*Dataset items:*
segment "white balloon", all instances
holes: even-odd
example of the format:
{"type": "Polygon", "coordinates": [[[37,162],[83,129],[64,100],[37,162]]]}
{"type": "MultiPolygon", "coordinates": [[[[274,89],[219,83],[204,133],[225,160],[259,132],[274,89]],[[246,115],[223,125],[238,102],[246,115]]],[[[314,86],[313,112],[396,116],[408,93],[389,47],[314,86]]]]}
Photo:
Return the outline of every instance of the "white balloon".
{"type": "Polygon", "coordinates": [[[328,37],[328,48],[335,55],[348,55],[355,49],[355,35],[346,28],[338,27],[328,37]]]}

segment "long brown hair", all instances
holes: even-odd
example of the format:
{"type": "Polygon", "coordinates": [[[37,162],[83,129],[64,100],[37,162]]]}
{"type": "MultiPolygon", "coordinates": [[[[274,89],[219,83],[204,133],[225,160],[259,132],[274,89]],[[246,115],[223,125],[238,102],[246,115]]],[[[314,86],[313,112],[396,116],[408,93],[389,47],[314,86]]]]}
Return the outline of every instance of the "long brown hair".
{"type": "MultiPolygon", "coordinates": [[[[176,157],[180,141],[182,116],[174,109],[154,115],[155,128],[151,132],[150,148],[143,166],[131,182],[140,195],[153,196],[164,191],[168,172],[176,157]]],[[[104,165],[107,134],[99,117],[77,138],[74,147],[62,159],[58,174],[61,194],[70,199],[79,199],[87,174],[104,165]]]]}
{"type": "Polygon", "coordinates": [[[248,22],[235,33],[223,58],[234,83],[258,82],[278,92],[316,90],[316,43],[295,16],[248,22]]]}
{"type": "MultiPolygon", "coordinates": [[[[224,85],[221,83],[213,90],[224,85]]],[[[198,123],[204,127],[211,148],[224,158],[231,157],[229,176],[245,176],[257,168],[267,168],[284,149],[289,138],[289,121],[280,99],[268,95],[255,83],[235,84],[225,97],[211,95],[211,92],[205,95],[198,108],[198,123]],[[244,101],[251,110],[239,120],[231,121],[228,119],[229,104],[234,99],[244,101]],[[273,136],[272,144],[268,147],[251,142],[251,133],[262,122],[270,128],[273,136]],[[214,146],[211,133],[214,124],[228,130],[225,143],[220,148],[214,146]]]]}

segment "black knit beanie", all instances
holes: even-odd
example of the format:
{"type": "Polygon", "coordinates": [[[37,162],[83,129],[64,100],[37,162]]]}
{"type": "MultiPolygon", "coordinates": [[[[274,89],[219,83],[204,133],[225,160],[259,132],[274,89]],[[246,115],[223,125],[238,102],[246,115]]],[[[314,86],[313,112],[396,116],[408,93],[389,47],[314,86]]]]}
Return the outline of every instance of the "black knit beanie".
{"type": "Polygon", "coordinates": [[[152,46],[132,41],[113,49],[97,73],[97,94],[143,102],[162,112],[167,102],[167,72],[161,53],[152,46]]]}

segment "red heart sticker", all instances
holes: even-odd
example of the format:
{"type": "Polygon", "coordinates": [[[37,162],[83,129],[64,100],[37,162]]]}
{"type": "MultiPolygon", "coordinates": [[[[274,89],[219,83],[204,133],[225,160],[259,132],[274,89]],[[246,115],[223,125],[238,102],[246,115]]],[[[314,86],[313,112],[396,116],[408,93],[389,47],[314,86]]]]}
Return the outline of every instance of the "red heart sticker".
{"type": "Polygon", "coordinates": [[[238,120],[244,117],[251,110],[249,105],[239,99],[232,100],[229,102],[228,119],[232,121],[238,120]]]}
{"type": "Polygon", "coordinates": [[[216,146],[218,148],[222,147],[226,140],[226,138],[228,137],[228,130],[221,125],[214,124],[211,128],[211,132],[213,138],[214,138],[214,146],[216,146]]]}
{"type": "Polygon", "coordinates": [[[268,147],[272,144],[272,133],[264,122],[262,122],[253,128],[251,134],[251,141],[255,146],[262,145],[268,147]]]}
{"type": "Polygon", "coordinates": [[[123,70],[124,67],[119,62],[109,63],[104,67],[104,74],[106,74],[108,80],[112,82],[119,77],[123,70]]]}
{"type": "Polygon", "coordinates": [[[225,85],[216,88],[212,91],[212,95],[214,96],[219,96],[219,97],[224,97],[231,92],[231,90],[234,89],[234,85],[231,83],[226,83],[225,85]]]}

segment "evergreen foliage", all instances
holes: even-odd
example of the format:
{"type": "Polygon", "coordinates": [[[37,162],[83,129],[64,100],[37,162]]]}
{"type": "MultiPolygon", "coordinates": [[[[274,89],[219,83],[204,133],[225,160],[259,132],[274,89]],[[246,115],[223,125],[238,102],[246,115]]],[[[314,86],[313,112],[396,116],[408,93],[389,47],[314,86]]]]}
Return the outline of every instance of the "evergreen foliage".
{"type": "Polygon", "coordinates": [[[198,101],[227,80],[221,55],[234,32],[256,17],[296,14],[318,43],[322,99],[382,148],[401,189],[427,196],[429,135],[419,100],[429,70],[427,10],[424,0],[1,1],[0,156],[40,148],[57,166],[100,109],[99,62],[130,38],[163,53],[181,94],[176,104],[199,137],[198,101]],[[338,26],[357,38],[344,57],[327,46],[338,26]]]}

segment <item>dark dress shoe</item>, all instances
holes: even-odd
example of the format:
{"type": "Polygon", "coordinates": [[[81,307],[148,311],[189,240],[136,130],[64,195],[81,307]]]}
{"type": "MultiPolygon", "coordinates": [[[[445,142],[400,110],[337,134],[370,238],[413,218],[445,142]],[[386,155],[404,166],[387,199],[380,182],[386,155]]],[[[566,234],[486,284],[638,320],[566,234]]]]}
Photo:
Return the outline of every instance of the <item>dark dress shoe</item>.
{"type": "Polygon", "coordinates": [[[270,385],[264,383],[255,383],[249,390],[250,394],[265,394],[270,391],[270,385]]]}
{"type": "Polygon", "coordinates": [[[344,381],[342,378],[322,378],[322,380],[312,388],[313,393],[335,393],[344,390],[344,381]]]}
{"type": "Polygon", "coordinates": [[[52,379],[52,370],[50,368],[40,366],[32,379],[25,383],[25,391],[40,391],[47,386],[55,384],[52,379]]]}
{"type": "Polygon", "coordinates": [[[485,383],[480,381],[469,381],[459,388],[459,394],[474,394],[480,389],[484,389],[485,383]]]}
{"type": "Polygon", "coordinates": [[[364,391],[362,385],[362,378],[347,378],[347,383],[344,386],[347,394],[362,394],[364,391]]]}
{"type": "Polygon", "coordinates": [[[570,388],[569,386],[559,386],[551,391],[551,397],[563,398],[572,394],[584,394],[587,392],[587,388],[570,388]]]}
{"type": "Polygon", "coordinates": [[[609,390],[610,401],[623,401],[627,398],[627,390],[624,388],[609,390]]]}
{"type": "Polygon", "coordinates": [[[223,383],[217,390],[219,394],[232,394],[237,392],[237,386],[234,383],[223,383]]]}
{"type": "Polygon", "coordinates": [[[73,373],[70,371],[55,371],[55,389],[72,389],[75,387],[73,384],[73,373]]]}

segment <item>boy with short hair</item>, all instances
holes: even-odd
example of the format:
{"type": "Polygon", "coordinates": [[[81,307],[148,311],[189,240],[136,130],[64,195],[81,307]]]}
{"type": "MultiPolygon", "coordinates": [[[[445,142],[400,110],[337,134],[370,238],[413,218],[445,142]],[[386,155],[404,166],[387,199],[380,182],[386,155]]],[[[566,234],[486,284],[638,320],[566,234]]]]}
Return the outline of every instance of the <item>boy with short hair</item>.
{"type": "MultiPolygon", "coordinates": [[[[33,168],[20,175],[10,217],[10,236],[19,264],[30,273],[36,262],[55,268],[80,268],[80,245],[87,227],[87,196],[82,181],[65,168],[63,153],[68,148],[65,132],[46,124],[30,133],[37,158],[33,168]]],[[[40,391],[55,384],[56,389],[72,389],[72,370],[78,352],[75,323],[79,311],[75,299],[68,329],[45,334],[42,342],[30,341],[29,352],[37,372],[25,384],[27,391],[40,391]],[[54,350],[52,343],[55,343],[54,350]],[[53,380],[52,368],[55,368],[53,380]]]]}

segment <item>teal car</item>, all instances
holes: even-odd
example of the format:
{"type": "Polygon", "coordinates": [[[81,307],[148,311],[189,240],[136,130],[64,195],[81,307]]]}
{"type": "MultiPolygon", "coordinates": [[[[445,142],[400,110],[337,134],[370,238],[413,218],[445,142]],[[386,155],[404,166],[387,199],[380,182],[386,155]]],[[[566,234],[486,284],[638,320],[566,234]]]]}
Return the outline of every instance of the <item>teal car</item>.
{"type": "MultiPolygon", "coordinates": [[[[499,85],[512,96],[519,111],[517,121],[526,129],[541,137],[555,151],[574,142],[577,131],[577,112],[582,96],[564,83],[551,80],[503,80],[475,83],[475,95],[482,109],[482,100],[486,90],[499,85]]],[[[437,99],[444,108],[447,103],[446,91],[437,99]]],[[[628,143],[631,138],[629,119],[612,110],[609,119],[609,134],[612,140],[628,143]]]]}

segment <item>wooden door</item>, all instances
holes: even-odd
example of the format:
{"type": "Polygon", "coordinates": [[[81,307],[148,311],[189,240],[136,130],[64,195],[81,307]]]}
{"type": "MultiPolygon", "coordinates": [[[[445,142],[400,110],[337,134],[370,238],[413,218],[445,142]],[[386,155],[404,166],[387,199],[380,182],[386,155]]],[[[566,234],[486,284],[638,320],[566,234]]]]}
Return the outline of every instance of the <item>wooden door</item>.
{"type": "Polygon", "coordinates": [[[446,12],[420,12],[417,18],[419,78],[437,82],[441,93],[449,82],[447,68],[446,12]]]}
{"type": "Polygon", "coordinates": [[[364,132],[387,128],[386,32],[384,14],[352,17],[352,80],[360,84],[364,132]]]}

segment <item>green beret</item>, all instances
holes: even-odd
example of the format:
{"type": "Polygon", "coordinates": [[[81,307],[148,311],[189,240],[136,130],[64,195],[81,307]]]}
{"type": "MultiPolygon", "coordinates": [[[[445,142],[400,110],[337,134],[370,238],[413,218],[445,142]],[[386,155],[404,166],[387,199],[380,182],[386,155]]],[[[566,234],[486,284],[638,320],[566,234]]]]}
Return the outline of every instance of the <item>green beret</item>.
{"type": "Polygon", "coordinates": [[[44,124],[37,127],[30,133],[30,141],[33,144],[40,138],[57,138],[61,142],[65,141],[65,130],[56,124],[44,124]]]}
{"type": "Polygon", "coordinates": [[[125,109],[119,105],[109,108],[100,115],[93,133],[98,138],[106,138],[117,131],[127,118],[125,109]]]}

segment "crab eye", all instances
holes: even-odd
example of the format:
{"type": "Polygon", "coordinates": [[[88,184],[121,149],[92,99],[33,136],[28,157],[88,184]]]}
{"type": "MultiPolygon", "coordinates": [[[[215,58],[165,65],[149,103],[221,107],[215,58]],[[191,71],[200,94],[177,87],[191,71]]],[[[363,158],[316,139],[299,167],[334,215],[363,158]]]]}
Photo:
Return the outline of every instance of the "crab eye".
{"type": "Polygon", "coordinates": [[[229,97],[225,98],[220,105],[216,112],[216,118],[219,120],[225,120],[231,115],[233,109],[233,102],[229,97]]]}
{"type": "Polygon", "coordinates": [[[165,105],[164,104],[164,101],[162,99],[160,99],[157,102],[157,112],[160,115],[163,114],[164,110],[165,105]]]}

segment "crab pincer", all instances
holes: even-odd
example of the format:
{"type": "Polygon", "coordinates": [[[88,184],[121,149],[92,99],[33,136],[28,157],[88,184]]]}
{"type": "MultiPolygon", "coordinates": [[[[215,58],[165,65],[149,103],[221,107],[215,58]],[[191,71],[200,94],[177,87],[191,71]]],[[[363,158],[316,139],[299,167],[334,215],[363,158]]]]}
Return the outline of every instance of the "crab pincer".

*GIVEN TASK:*
Collect every line of the material above that contains the string "crab", treating uppercase and lowercase as different.

*SOLUTION:*
segment "crab eye", all instances
Return the outline of every instance of the "crab eye".
segment "crab pincer", all instances
Return the outline of every instance of the "crab pincer".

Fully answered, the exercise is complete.